• _SELECTED TEXT_:
Wednesday, June 21, 2006

Tell us how "Global Warming" has affected Your Life

ABC News is looking for viewers' help in "reporting" on "global warming":

Witnessing the impact of global warming in your life?

ABC News wants to hear from you. We're currently producing a report on the increasing changes in our physical environment, and are looking for interesting examples of people coping with the differences in their daily lives. Has your life been directly affected by global warming?

We want to hear and see your stories. Have you noticed changes in your own backyard or hometown? The differences can be large or small--altered blooming schedules, unusual animals that have arrived in your community, higher water levels encroaching on your property.

Show us what you've seen.


Essentially ABC is asking viewers to send in their anecdotes of warm weather, which it will claim are evidence of a warming climate. OpinionJournal reader Jeff Beliveau, writes:

Tharg and me used to hunt mighty mammoth but he scared to cross ice bridge. It now too thin to take weight of even saber cat. Only mouse or rabbit can cross.

Many of my people have left the caves in search of food.

Sister's daughter's husband says it because of He-Who-Tamed-Fire. He say smoke from fire anger gods and they make it hot. Medicine Man say he full of mastodon droppings.

Medicine Man say Sun God told him Sun God get belly ache every 200 lifes of man. Belly ache make Sun God hotter, like when Og ate red berries birds don't touch.

Sun God say it good thing. He say now we can go south past ice to land he call "Iowa."

He mumble "junk science" and "media hype" and "poorly educated reporters." We no understand these powerful magic words. We afraid to say words now that Moon God warn us. She say magic words make research grants dry up. We no understand.

Must go, little Ky-Rock need help flaking obsidian.


(H/T: Best of the Web-Today)

1 Comments:

At 7:09 PM, Blogger danielnyc said...

I couldn't stop lauging when I started reading it. Each line had me chuckle. Too bad I wasn't on a subway or something, because everyone in the subway car would've thought I was nuts.

• _DIRECTIONS FOR THIS TASK_: Copy the global warming post from the words "We want to hear" through "rabbit can cross.", changing "mammoth" to "bison".

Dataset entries
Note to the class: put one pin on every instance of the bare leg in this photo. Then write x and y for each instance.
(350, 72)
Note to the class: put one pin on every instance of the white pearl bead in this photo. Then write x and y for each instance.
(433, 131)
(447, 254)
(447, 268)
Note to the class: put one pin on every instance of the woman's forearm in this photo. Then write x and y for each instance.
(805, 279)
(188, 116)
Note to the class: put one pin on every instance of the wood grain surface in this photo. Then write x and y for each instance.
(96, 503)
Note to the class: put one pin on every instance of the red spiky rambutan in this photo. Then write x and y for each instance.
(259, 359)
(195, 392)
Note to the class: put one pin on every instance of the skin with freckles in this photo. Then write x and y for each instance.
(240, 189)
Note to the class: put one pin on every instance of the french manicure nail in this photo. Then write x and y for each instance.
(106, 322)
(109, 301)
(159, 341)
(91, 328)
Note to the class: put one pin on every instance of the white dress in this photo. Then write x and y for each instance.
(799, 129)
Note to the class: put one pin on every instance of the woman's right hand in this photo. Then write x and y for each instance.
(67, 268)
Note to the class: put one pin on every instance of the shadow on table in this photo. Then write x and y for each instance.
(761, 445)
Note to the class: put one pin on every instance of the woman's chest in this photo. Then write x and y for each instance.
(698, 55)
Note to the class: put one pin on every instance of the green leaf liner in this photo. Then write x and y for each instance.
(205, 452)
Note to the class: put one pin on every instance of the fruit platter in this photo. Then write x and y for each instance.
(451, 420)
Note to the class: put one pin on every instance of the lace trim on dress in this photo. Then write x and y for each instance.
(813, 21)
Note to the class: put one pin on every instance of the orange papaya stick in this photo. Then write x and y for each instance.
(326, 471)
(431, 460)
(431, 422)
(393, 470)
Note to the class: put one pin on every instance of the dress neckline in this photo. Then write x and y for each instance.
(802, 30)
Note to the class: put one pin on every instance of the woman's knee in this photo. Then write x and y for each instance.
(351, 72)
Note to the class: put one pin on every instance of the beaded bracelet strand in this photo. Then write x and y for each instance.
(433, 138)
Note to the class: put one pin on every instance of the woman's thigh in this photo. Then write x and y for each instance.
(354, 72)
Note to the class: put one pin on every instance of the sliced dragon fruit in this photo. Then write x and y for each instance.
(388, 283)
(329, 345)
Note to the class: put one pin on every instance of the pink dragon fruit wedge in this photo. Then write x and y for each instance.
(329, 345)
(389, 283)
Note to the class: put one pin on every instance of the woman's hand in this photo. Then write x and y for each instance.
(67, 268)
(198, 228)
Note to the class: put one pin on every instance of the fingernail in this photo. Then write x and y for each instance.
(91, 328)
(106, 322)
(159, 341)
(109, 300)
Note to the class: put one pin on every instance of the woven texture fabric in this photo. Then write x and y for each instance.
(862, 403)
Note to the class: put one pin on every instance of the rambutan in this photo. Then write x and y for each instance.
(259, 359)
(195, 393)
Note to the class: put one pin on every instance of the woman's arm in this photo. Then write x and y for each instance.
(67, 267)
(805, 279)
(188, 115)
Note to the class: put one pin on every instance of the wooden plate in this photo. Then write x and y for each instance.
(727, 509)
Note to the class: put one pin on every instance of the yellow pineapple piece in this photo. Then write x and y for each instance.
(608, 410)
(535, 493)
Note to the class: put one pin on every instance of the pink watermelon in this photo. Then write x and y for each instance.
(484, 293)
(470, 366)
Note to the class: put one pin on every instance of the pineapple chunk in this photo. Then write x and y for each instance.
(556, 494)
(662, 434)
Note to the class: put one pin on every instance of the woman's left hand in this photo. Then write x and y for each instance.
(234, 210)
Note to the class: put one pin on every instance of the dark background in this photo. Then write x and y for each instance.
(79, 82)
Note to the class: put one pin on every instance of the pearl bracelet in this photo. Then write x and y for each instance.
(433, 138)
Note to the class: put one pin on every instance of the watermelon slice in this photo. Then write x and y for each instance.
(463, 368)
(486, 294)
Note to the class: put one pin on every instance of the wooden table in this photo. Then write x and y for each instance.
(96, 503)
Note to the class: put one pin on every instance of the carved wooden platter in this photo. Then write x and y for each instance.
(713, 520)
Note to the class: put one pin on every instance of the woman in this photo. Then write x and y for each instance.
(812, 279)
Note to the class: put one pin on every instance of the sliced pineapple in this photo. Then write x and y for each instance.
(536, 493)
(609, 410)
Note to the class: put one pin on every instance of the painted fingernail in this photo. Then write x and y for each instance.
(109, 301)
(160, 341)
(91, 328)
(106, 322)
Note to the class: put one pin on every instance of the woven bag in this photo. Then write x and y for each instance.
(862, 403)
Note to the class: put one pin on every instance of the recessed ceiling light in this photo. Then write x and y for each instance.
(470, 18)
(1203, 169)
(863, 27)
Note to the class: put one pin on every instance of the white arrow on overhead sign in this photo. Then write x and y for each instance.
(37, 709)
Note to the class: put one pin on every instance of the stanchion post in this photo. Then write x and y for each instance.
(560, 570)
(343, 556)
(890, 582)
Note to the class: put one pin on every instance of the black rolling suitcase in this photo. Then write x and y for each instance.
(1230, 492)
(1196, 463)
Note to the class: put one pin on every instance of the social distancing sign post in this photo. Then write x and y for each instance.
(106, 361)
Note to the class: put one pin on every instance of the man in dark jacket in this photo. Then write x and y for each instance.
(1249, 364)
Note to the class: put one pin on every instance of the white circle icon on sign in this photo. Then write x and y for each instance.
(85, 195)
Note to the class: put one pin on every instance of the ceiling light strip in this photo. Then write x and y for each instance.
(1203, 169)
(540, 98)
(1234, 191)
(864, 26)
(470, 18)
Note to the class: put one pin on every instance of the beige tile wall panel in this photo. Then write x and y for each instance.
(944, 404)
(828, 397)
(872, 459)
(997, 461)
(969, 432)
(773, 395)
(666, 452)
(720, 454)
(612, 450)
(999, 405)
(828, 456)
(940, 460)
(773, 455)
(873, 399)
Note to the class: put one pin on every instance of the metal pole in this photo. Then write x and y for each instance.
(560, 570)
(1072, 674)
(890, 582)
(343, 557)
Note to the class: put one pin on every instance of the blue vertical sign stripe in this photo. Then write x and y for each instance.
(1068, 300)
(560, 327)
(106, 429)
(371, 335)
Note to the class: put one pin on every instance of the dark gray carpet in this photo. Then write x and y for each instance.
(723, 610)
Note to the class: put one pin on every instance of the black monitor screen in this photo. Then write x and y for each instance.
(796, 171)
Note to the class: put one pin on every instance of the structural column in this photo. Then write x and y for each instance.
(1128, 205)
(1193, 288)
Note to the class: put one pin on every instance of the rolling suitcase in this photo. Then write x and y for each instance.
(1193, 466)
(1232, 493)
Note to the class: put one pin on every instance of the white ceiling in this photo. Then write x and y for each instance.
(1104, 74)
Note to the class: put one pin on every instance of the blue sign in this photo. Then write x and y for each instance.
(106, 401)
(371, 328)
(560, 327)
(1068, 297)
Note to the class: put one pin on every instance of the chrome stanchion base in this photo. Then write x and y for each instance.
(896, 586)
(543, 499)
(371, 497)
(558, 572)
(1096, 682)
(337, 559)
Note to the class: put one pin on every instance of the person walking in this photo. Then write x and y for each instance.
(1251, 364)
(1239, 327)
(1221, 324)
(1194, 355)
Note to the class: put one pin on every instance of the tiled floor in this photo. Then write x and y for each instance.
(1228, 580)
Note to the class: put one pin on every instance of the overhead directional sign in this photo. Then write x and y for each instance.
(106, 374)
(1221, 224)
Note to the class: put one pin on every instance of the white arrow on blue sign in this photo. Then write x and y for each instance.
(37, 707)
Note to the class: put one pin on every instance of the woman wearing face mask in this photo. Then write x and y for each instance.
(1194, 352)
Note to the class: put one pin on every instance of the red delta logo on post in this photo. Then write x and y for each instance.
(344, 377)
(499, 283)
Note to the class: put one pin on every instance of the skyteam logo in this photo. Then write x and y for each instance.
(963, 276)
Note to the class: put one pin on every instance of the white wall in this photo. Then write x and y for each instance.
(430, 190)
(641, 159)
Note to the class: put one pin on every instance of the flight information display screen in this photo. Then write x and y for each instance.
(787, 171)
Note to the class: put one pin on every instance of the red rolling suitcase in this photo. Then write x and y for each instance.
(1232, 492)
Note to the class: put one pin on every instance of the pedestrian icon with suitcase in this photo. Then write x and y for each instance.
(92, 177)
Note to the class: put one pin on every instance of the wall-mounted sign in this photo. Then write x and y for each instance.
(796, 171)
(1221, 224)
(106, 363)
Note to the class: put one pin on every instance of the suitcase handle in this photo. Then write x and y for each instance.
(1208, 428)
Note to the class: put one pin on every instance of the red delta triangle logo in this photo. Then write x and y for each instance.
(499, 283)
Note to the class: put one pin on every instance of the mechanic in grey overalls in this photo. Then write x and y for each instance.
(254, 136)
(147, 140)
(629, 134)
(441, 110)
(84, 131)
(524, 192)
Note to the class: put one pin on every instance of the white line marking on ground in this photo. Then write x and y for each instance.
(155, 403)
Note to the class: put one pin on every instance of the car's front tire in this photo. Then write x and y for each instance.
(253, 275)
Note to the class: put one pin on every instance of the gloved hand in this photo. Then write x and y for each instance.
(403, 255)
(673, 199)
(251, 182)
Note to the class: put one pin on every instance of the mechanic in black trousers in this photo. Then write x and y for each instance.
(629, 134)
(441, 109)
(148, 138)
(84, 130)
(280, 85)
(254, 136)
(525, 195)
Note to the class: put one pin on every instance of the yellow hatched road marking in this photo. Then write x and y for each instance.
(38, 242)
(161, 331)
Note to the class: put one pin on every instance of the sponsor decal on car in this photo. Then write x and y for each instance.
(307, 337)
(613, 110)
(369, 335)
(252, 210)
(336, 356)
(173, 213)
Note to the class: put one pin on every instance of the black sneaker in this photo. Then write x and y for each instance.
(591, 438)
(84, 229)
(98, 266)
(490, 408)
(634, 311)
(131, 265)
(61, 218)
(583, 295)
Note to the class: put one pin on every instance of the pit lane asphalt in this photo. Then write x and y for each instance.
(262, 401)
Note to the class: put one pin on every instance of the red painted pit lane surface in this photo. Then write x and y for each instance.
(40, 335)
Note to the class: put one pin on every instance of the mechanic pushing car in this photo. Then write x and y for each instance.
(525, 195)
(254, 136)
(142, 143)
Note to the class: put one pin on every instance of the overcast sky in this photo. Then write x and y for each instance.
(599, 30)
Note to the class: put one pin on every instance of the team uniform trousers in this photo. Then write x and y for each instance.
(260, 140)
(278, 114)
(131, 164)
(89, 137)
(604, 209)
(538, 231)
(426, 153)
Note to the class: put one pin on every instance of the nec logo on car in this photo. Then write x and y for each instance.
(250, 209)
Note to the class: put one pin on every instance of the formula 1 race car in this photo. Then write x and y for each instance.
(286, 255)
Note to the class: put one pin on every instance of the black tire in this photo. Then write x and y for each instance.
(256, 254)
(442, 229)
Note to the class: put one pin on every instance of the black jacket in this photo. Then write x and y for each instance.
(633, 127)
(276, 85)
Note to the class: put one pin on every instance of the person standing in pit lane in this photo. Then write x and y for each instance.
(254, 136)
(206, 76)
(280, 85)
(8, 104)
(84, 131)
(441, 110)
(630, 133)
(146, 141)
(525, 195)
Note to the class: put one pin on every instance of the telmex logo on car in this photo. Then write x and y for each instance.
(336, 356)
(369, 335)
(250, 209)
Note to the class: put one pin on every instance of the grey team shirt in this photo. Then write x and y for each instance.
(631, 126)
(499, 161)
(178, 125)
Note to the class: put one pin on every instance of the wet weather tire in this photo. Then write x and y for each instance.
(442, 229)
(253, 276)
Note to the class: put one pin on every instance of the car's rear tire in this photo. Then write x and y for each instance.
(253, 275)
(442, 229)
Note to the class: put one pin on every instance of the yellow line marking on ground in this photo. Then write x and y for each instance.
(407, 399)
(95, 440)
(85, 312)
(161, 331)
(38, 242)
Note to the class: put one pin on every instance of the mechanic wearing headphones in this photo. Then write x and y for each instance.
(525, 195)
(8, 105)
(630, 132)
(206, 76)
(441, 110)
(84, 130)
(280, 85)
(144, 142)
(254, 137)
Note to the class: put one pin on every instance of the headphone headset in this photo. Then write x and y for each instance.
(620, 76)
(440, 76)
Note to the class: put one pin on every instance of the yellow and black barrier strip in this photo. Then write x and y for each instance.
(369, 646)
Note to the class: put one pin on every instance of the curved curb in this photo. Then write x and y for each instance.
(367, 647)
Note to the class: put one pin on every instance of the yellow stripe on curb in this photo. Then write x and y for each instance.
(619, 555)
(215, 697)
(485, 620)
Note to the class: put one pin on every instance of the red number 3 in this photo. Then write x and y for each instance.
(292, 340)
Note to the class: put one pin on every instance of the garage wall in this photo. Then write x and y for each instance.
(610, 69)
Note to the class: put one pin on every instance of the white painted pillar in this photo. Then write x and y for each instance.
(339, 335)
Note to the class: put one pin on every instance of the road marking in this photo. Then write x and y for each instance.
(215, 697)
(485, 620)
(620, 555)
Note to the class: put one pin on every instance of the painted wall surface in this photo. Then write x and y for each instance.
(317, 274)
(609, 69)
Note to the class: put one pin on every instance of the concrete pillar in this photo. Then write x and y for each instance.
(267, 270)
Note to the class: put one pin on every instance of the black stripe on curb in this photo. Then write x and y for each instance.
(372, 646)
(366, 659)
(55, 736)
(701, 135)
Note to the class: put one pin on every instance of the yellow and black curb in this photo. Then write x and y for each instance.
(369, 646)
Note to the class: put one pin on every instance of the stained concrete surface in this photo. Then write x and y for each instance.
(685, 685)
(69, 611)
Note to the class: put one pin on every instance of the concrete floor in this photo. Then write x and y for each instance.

• _RESPONSE BOX_:
We want to hear and see your stories. Have you noticed changes in your own backyard or hometown? The differences can be large or small--altered blooming schedules, unusual animals that have arrived in your community, higher water levels encroaching on your property.

Show us what you've seen.


Essentially ABC is asking viewers to send in their anecdotes of warm weather, which it will claim are evidence of a warming climate. OpinionJournal reader Jeff Beliveau, writes:

Tharg and me used to hunt mighty bison but he scared to cross ice bridge. It now too thin to take weight of even saber cat. Only mouse or rabbit can cross.